* [DOCUMENT TEXT]:
>>

Prep for your journey into the Forgotten Land!
2022 is shaping up to be quite the birthday for Nintendo’s cutest mascot; Kirby. Yes, the pink puffball is celebrating his 30th anniversary this April 27th – the Japanese release date for the original Kirby’s Dream Land– and The Big N’s wasting no time dumping a boatload of commemorative merch (My poor wallet!). While previous anniversaries were celebrated via the heartfelt Kirby’s Dream Collection anthology pack and the grand Kirby 25th Anniversary Orchestra Concert, this is the first Kirby anniversary event to launch with a big, mainline entry in Kirby and the Forgotten Land. What better way for series developer HAL Laboratory to celebrate the precious boy’s 30th year than with his big jump to fully-realized 3D?
Obviously, Kirby’s new Switch game won’t be an industry-defining revolution in the vein of Super Mario 64, but it’s not trying to be. Instead, Kirby and the Forgotten Land takes a page from Super Mario 3D World’s playbook by utilizing three-dimensional movement within straightforward obstacle courses. In this manner, Kirby’s gold standard for approachable gameplay is carefully juggled within this new, unfamiliar playground. This creates an inviting bridge for both beginners and veterans alike, allowing everyone to explore abandoned vistas in towering castles, colorful carnivals, and arid deserts surrounding a derelict, dilapidated shopping center.
Kirby games over the past decade primarily relied upon show-stopping gimmicks like Super Abilities and Robobot Armor to shake things up, but Forgotten Land isn’t satisfied with just expanding playgrounds to carry the game. If you thought Kirby already straddled the line between “cute” and “disturbing” in the character’s never-ending quest to devour everything in sight, you’ll undoubtedly revisit those feelings via Kirby and the Forgotten Land’s new Mouthful Mode. This fresh addition sees Kirby wrap his cavernous maw around the Forgotten Land’s trash like a living, breathing tarp in order to gain new abilities. Why Kirby is unable to swallow the likes of rusty cars and dirty traffic cones is yet to be explained, but the act itself remains eye-catching. (Albeit certainly not mouth-watering!)

<<

* [EXERCISE SET]:
[A] Please retype part of the Kirby article: begin at the words "2022 is shaping" and stop after the words "to fully-realized 3D?".
[B] Answer these from the Kirby article:
(i) On what date is Kirby's 30th anniversary celebrated?
(ii) Which game's playbook does Kirby and the Forgotten Land take a page from?
(iii) What is the name of the new mode in which Kirby wraps his mouth around objects to gain abilities?

* [STORED DATA]:
>>

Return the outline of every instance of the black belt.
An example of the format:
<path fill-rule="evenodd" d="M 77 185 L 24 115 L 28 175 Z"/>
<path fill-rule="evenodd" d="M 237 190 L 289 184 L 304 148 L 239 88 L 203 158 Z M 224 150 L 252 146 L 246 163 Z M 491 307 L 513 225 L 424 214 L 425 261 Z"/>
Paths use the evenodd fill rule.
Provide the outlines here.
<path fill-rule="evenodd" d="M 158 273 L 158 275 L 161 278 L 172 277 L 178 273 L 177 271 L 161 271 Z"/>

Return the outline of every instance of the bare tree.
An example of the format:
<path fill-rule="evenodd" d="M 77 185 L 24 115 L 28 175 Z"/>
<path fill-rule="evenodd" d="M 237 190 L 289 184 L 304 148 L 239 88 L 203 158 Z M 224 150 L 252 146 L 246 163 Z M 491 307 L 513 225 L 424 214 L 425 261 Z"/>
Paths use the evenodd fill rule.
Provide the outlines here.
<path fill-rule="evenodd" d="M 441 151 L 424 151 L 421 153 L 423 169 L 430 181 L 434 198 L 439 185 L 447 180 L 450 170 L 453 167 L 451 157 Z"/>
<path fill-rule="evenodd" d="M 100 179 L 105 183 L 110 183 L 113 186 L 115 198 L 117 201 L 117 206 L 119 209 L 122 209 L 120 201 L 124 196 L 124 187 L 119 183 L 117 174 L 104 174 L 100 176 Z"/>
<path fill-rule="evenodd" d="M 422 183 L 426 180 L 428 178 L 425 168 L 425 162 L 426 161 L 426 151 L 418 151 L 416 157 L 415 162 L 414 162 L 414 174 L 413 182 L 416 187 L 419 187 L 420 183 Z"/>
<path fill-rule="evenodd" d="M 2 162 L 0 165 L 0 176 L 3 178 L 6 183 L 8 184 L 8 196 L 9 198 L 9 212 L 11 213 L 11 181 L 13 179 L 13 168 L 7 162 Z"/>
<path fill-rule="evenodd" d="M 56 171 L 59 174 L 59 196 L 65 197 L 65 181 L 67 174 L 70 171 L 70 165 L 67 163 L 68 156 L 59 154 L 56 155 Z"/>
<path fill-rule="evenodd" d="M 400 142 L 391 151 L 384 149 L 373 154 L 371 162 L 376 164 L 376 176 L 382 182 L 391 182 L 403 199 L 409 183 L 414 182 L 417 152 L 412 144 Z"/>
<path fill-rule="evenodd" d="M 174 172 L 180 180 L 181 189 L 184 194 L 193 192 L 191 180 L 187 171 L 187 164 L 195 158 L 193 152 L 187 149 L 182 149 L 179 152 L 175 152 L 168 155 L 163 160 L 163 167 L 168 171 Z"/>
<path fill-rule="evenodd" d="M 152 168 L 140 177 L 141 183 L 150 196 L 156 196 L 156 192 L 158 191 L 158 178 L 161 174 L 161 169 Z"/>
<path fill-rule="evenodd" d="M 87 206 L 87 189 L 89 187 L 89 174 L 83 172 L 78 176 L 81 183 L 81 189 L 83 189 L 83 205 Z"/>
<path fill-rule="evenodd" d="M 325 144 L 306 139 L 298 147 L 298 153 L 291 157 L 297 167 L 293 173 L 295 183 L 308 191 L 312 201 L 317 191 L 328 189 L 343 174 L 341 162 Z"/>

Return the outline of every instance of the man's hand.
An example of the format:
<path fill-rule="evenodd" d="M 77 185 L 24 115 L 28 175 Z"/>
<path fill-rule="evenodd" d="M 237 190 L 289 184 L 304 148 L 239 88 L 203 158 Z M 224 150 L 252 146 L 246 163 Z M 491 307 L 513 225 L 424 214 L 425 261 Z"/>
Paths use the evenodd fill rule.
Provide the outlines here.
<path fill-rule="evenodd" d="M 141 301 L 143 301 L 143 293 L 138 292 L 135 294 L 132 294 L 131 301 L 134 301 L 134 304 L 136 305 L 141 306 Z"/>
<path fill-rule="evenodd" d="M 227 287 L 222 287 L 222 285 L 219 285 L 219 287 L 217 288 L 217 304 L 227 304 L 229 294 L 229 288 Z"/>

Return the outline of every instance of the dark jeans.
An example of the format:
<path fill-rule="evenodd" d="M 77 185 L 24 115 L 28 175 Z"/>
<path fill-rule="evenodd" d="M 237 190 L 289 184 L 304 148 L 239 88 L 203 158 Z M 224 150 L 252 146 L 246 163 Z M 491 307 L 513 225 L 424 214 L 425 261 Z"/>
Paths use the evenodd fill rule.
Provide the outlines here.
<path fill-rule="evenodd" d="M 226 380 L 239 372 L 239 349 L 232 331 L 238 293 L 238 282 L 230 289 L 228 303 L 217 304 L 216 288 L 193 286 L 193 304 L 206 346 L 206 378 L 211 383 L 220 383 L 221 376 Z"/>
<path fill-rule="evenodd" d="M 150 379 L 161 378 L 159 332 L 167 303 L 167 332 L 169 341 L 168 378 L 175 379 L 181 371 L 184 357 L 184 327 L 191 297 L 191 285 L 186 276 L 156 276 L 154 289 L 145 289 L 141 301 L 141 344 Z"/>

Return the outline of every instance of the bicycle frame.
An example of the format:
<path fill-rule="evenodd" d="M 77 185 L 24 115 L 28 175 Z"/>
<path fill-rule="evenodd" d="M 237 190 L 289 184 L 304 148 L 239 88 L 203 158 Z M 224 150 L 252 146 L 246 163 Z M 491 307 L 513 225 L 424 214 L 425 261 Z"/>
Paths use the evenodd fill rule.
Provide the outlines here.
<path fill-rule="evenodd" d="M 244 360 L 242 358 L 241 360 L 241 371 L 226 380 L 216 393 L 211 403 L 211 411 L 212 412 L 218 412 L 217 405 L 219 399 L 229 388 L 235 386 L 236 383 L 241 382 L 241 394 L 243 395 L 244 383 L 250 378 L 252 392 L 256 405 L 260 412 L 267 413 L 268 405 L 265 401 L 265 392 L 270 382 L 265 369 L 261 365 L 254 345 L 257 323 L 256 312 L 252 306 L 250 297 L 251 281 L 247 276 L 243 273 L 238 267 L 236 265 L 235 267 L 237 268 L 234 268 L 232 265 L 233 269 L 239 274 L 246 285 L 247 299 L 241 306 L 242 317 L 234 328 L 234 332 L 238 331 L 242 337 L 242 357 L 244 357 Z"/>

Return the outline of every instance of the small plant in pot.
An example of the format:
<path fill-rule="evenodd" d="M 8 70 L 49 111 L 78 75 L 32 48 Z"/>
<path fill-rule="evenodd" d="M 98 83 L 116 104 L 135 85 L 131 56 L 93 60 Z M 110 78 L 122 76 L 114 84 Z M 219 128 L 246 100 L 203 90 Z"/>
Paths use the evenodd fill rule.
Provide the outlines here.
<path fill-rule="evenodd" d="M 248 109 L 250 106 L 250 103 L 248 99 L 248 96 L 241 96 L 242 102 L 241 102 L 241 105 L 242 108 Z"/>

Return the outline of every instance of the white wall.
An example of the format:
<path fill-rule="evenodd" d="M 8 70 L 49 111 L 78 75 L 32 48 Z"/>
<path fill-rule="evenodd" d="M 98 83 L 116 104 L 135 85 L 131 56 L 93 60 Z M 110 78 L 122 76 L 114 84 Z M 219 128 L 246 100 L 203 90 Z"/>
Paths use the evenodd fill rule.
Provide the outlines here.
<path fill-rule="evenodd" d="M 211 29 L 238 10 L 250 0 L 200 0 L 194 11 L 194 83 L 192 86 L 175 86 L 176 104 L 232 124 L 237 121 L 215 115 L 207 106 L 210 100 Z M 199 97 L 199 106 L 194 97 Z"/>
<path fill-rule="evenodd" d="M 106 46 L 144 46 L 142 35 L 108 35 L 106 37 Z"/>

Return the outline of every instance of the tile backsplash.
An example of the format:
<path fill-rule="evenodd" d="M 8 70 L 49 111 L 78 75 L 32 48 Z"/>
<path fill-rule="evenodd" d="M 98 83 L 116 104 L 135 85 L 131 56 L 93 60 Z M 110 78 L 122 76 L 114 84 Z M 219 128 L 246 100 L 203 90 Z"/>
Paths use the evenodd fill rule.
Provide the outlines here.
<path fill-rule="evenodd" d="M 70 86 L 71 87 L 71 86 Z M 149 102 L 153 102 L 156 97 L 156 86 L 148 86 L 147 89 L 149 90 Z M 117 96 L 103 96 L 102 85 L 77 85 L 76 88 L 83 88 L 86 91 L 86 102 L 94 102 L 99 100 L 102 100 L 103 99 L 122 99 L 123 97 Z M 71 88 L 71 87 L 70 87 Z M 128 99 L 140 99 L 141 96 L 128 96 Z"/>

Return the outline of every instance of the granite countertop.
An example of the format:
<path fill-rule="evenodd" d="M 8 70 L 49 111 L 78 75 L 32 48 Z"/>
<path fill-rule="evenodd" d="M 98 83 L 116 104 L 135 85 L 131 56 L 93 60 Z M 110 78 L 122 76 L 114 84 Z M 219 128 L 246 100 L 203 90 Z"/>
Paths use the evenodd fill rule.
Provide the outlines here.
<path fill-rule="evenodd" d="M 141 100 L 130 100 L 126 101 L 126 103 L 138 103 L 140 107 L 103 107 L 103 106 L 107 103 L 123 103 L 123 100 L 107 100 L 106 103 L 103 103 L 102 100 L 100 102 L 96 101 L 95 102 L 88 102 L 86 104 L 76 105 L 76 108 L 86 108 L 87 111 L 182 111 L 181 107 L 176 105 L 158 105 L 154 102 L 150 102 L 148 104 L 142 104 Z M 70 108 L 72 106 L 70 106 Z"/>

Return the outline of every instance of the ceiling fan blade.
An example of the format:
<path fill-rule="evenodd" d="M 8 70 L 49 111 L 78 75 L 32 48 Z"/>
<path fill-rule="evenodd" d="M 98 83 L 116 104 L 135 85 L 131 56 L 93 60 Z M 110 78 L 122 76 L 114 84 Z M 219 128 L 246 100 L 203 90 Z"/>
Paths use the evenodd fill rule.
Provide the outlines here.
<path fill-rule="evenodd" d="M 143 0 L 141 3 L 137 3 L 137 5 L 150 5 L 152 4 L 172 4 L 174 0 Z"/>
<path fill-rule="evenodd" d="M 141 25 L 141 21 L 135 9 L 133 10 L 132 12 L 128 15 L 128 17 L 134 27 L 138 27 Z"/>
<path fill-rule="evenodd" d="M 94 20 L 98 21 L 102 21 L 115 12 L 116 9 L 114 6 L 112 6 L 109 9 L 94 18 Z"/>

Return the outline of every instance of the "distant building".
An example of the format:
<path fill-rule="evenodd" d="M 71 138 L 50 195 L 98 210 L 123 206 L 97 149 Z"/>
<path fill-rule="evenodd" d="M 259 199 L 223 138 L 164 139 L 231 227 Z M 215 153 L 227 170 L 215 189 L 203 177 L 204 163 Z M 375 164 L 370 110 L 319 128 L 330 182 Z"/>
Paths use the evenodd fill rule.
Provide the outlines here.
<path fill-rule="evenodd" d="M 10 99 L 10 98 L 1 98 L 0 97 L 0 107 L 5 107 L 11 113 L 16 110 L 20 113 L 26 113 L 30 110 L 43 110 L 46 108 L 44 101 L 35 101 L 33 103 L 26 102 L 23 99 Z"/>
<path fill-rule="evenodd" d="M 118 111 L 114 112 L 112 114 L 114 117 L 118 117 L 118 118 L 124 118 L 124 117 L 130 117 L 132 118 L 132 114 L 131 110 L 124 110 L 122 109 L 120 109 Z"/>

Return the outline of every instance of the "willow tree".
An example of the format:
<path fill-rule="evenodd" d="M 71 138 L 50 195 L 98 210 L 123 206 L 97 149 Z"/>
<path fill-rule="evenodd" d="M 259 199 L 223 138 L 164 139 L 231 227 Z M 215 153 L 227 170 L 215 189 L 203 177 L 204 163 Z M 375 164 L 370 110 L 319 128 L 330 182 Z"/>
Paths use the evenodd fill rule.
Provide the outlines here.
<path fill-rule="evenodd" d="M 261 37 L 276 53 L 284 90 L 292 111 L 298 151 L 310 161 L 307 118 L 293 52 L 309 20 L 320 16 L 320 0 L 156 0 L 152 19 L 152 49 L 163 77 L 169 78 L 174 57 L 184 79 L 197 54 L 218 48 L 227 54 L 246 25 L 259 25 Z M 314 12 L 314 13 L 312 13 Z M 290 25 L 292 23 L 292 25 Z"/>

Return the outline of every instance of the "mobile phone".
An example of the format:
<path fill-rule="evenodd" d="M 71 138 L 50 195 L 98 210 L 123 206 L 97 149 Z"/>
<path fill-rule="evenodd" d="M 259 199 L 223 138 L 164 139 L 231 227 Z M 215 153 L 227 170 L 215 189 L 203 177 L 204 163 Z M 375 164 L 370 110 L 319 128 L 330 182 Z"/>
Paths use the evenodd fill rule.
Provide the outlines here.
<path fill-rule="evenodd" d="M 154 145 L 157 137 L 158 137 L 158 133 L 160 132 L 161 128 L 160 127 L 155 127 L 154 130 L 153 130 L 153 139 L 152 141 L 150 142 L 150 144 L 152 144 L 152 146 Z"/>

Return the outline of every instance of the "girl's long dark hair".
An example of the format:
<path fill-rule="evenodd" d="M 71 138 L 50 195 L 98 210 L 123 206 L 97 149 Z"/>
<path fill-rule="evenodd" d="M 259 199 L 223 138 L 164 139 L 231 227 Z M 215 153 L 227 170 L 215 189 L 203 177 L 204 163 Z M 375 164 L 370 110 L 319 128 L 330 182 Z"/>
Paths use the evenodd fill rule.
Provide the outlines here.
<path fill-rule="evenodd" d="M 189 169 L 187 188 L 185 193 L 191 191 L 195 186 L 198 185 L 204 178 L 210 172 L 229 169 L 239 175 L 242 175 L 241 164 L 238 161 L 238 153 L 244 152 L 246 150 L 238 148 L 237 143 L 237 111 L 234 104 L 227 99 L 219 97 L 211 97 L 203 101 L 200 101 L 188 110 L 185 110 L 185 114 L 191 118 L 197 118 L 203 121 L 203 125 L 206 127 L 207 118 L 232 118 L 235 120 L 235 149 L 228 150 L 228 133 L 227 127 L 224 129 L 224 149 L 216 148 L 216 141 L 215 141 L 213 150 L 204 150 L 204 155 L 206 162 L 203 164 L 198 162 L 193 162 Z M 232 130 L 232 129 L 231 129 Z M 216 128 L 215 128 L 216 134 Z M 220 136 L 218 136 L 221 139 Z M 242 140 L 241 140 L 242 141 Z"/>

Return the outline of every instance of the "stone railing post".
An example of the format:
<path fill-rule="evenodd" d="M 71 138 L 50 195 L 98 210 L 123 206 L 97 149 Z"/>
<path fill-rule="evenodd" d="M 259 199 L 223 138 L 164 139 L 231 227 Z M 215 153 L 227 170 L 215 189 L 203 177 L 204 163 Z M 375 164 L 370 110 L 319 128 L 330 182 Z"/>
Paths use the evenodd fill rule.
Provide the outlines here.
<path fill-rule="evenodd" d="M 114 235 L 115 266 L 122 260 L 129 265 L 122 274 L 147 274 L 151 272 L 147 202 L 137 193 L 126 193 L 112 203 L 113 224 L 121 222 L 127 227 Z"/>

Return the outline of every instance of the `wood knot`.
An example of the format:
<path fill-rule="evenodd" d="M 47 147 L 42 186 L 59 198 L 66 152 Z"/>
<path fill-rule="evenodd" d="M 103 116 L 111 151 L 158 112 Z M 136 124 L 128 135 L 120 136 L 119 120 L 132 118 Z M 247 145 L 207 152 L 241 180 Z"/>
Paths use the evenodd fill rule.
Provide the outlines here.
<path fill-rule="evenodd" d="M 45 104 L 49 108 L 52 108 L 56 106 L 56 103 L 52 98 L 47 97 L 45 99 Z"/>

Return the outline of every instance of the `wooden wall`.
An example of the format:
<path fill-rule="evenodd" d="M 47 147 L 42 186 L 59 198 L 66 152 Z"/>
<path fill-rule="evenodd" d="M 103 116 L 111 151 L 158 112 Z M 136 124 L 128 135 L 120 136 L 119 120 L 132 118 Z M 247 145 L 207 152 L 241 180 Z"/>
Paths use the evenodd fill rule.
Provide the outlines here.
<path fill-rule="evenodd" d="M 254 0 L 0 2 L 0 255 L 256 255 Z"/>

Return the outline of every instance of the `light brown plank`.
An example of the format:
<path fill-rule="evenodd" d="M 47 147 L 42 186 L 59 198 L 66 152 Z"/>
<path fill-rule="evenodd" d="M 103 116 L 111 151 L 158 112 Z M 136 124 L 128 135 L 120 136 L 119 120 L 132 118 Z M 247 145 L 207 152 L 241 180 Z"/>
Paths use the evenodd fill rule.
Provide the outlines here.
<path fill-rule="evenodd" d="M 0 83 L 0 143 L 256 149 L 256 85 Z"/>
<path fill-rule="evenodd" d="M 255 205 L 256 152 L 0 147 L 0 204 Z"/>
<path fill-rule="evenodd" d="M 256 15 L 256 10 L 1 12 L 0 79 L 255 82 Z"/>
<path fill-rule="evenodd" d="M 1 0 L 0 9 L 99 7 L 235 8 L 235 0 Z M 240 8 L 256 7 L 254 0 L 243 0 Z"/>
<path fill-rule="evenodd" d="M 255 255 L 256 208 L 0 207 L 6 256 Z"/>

<<

* [CORRECT ANSWERS]:
[A]
2022 is shaping up to be quite the birthday for Nintendo’s cutest mascot; Kirby. Yes, the pink puffball is celebrating his 30th anniversary this April 27th – the Japanese release date for the original Kirby’s Dream Land– and The Big N’s wasting no time dumping a boatload of commemorative merch (My poor wallet!). While previous anniversaries were celebrated via the heartfelt Kirby’s Dream Collection anthology pack and the grand Kirby 25th Anniversary Orchestra Concert, this is the first Kirby anniversary event to launch with a big, mainline entry in Kirby and the Forgotten Land. What better way for series developer HAL Laboratory to celebrate the precious boy’s 30th year than with his big jump to fully-realized 3D?

[B]
(i) April 27th
(ii) Super Mario 3D World
(iii) Mouthful Mode